Work task >> Return the records that follow unaltered. Omit every picture.

Saved entries

________________________________________

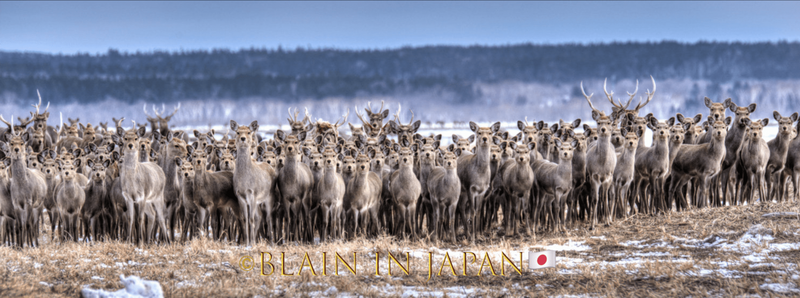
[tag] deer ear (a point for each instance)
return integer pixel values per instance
(415, 126)
(595, 115)
(280, 135)
(496, 127)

________________________________________

Task output >>
[tag] deer ear (a point for each instance)
return integer pixel values per instance
(415, 126)
(595, 115)
(280, 135)
(496, 127)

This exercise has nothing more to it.